Document text

Get Outta Town: See a bunch of prehistoric bugs and plants at the Florissant Fossil Beds

by Nick Gonzales

When you first watched “Jurassic Park,” were you one of the few people in the audience that was mildly interested in the dinosaurs but super excited by the prospect of digging up fossilized plants and animals?

Side note: In the movie, right before they see the brachiosaurus for the first time, paleobotanist Ellie Sattler (Laura Dern) rips a leaf off a tree and remarks that it’s a plant that has been extinct since the cretaceous period. Are you, like me, still bothered, even 27 years later, that they explained how they resurrected the dinosaurs (DNA found in ancient mosquitoes encased in amber combined with frog DNA and incubated from embryos in eggs), but they never explained how they brought back the plants?

If so, Colorado has the perfect national monument for you: The Florissant Fossil Beds.

Located in between Buena Vista and Colorado Springs, the monument is a 6,000-acre chunk of land that is chock-full of well-preserved plant and insect fossils. If you trip over a stump over at Florissant Fossil Beds, there’s a good chance that it’s from the Eocene Epoch — or about 34 million years old. That’s not quite dinosaur times, but it is the period when the earliest forms of modern mammals, like horses, bats, and whales, were appearing.

The fossils were, well … fossilized because a series volcanoes about 15 to 18 miles southwest of Florissant erupted like Mt. St. Helens. That eruption covered the area with ash, which interacted with the already marshy environment to create the perfect kind of clay for preserving things.

Unfortunately, some of the monument’s features, such as its Petrified Forest, lost a ton of cool stuff to collectors and tourists, who had a habit of taking handfuls of the natural collection as keepsakes back in the 19th century, when nobody gave a damn. A lot of those fossilized trees — which are related to the modern redwoods you’d find at national parks on the West Coast — are still there, though, especially ones that were excavated more recently than Wild West times. They’re impressive in their own right at up to 14 feet wide.

There are also all sorts of fossil flowers and leaves there, including cocoa flowers. Remember this in case you fall through a time tunnel and end up in prehistoric Colorado. If you’re crafty, you might be able to make yourself a chocolate bar … hopefully before the predators get you.

Saved entries:
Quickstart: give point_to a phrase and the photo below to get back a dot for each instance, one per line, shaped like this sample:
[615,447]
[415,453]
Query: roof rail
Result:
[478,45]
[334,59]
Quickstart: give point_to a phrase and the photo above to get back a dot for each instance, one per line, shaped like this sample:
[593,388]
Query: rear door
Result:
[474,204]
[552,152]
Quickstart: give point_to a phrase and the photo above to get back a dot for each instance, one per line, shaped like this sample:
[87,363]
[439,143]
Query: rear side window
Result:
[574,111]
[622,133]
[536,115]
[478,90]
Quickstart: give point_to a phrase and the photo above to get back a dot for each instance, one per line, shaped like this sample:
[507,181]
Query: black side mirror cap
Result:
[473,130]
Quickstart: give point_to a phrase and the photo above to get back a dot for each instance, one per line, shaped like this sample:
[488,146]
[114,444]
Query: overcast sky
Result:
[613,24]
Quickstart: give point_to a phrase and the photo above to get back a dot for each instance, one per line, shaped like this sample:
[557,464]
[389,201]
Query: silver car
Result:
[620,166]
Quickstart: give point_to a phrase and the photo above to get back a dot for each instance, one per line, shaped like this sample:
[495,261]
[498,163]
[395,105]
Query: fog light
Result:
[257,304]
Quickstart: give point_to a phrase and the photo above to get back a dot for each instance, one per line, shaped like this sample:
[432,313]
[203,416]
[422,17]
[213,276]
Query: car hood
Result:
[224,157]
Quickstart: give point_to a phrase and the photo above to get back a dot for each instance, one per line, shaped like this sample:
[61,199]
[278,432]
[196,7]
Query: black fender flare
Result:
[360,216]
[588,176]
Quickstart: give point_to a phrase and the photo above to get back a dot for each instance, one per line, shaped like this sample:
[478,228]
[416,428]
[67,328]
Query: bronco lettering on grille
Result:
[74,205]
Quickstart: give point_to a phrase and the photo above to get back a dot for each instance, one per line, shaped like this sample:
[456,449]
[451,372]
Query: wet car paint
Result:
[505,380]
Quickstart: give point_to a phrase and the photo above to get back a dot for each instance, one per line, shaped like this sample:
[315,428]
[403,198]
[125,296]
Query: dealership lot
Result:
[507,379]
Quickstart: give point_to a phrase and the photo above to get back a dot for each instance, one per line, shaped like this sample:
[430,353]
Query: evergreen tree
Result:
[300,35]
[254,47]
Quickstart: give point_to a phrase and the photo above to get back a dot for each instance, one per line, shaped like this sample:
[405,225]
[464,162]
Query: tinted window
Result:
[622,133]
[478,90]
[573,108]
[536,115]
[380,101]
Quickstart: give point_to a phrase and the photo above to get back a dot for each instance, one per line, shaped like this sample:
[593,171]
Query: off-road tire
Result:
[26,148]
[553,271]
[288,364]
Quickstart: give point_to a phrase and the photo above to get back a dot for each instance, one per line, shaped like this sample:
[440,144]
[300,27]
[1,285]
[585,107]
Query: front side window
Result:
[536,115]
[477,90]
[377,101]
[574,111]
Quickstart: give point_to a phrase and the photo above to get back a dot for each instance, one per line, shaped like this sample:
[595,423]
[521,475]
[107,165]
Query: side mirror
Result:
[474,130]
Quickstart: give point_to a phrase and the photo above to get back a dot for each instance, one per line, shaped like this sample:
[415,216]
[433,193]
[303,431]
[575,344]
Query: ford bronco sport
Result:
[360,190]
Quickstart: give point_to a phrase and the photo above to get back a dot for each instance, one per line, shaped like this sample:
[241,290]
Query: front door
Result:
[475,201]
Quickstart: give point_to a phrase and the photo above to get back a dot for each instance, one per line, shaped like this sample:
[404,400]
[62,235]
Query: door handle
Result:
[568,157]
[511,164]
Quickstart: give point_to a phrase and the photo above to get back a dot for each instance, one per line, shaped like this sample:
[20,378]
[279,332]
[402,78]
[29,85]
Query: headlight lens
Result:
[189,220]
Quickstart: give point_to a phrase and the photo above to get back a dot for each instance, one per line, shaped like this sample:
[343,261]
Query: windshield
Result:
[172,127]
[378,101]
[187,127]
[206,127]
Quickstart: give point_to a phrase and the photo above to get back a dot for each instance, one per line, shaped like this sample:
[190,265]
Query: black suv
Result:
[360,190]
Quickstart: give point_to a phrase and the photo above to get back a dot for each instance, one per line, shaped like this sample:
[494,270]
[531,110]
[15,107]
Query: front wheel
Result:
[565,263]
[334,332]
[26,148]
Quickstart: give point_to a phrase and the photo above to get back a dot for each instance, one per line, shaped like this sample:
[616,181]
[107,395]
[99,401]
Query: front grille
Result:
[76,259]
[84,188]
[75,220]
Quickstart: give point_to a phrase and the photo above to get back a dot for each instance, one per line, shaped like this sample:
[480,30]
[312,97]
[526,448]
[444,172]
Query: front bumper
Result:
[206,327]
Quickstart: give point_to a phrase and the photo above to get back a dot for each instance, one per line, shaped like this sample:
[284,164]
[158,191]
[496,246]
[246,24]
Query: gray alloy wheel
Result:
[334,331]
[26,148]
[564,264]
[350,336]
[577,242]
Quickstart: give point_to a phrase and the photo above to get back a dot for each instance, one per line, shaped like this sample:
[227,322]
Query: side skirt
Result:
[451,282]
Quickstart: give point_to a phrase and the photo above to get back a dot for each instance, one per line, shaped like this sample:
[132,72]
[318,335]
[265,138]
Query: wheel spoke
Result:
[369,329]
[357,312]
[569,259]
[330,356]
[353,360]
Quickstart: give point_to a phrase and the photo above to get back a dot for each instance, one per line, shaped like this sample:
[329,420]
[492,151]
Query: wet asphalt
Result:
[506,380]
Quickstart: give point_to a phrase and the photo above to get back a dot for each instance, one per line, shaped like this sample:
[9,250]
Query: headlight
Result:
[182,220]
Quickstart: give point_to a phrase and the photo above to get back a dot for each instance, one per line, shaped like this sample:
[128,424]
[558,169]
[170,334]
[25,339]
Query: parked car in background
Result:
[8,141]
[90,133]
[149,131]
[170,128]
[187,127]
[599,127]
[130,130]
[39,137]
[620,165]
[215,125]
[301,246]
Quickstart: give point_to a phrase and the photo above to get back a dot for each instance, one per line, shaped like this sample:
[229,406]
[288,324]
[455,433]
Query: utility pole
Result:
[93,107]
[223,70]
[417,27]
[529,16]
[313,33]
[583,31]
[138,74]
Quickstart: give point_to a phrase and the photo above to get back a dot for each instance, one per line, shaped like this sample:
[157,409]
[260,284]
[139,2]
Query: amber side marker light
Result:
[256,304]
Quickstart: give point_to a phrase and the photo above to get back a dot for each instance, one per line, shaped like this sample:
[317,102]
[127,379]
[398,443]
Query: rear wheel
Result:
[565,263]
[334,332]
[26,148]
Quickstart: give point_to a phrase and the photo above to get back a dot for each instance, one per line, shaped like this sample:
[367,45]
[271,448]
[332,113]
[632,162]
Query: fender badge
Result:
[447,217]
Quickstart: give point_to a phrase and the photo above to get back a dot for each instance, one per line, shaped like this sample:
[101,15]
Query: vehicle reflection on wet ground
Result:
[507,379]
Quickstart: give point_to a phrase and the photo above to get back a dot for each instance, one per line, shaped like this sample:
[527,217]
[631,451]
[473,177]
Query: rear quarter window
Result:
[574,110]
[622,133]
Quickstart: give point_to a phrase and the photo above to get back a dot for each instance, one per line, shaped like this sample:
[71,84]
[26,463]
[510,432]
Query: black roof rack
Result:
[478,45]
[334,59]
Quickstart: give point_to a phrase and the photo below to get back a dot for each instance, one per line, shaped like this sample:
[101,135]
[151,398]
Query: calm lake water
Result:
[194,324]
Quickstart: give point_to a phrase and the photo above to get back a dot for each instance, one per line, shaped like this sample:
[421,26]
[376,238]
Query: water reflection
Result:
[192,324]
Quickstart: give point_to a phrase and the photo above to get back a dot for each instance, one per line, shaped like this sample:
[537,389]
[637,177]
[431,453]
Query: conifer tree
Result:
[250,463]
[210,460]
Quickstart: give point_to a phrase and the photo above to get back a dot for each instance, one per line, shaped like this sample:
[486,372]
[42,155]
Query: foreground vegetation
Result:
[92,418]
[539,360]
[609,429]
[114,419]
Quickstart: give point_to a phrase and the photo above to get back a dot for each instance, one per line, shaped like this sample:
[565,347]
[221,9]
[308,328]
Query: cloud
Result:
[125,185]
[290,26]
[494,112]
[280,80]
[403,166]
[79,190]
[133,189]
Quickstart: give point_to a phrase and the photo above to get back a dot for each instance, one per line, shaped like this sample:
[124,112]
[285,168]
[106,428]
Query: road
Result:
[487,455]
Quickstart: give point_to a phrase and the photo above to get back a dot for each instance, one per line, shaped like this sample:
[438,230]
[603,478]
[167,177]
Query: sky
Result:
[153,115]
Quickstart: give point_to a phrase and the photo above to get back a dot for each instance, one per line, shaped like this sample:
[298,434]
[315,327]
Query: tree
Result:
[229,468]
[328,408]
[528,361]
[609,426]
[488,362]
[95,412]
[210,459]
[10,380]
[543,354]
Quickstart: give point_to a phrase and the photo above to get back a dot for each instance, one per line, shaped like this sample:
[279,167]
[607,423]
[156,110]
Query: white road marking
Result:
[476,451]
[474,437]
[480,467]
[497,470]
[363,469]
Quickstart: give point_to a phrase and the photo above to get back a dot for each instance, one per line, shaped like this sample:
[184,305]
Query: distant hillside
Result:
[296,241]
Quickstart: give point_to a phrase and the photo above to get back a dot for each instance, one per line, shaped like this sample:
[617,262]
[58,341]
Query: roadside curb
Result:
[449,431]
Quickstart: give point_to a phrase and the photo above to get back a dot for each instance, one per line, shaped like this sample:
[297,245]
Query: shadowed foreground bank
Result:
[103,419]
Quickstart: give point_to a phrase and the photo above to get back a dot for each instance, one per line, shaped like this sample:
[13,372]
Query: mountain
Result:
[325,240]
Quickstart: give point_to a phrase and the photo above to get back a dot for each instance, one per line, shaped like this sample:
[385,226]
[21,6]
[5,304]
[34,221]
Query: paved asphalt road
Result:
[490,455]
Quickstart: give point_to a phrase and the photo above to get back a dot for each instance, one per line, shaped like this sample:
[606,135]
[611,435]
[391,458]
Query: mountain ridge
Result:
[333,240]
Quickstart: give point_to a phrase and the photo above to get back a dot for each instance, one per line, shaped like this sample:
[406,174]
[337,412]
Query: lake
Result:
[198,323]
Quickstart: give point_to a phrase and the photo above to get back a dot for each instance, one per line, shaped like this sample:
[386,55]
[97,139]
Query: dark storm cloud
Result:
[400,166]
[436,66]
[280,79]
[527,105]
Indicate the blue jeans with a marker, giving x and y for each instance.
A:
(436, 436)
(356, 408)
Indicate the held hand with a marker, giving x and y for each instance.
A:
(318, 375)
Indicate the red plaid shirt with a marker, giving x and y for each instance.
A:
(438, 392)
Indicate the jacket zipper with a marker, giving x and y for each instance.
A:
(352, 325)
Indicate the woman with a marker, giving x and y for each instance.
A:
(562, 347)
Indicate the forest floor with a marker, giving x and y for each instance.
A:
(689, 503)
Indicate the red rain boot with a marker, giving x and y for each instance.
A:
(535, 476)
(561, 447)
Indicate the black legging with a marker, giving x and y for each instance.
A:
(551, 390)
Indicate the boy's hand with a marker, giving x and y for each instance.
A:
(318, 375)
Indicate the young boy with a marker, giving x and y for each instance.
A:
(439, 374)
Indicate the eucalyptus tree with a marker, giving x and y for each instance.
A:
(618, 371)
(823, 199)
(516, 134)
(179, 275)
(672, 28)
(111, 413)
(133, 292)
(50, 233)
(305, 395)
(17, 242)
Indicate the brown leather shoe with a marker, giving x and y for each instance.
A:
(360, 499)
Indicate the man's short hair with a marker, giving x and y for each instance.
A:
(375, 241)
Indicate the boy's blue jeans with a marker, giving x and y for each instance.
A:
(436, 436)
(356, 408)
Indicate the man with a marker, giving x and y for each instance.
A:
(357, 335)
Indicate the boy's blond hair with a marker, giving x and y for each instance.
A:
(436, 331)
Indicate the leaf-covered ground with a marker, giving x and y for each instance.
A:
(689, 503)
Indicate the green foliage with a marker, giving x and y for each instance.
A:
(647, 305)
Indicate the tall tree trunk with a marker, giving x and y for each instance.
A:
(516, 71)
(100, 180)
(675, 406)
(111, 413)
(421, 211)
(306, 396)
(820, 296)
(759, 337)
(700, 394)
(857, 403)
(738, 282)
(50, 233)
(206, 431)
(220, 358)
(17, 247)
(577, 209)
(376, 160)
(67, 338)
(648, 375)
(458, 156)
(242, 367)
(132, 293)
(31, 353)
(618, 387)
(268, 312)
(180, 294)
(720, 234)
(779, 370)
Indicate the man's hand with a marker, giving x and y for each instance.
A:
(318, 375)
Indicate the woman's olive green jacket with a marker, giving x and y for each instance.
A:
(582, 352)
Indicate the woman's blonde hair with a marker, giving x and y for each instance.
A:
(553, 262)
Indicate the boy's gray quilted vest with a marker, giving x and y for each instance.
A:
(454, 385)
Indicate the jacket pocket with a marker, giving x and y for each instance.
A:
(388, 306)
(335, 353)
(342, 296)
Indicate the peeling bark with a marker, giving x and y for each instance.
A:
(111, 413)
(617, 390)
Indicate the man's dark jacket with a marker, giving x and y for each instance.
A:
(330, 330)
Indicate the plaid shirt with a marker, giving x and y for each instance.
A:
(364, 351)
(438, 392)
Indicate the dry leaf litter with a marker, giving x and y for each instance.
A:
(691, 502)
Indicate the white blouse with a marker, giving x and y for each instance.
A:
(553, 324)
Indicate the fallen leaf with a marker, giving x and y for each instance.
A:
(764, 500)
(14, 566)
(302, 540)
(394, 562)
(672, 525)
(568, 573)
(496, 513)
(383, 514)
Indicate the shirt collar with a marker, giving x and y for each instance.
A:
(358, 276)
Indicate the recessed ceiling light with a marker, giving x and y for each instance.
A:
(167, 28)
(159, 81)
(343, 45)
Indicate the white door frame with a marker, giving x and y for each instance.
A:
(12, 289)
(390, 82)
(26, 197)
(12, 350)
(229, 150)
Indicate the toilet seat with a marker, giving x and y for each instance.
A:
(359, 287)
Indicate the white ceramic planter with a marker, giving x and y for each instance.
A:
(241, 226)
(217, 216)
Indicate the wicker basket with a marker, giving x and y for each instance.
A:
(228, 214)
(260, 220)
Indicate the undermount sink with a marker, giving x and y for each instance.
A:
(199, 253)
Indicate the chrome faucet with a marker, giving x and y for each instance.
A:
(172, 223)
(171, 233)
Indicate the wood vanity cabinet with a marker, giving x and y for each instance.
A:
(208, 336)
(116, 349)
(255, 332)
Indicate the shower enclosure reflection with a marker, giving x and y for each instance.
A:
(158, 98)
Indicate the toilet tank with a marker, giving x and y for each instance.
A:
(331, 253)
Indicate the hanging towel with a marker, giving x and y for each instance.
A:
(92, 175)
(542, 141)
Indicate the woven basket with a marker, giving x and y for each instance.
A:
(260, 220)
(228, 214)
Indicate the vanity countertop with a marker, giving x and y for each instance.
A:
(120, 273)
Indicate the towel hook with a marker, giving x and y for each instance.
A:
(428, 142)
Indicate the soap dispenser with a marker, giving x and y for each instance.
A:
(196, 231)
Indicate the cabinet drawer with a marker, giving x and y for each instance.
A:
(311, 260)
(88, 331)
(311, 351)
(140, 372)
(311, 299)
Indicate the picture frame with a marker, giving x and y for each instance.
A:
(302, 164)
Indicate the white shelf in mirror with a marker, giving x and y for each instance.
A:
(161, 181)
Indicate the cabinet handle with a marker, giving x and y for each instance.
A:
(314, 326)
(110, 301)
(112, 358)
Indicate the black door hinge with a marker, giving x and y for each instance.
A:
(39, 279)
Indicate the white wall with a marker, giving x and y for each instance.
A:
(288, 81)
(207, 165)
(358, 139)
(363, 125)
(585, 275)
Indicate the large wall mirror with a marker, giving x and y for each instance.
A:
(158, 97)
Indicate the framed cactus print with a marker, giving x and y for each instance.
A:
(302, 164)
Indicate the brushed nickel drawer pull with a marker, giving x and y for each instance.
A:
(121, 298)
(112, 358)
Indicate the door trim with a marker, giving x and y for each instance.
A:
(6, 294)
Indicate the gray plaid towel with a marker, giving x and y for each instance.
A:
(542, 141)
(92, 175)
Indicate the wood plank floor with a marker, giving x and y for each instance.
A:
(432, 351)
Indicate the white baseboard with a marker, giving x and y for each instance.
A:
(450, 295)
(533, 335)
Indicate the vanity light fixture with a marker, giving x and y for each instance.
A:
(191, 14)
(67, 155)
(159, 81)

Work to complete
1. In the article on the Florissant Fossil Beds, how wide can the fossilized trees get?
2. According to the article on the Florissant Fossil Beds, which early forms of modern mammals were appearing during the Eocene Epoch? List all of them.
3. Do these statements agree with the article on the Florissant Fossil Beds? Answer yes or no for each, quoting the deciding words.
(a) The monument covers 6,000 acres.
(b) The volcanoes behind the fossilization lay northeast of Florissant.
(c) The fossilized trees are related to modern redwoods.

Task solutions
1. Up to 14 feet wide.

2. Horses, bats, and whales.

3.
(a) Yes: "the monument is a 6,000-acre chunk of land"
(b) No: "about 15 to 18 miles southwest of Florissant"
(c) Yes: "which are related to the modern redwoods you’d find at national parks on the West Coast"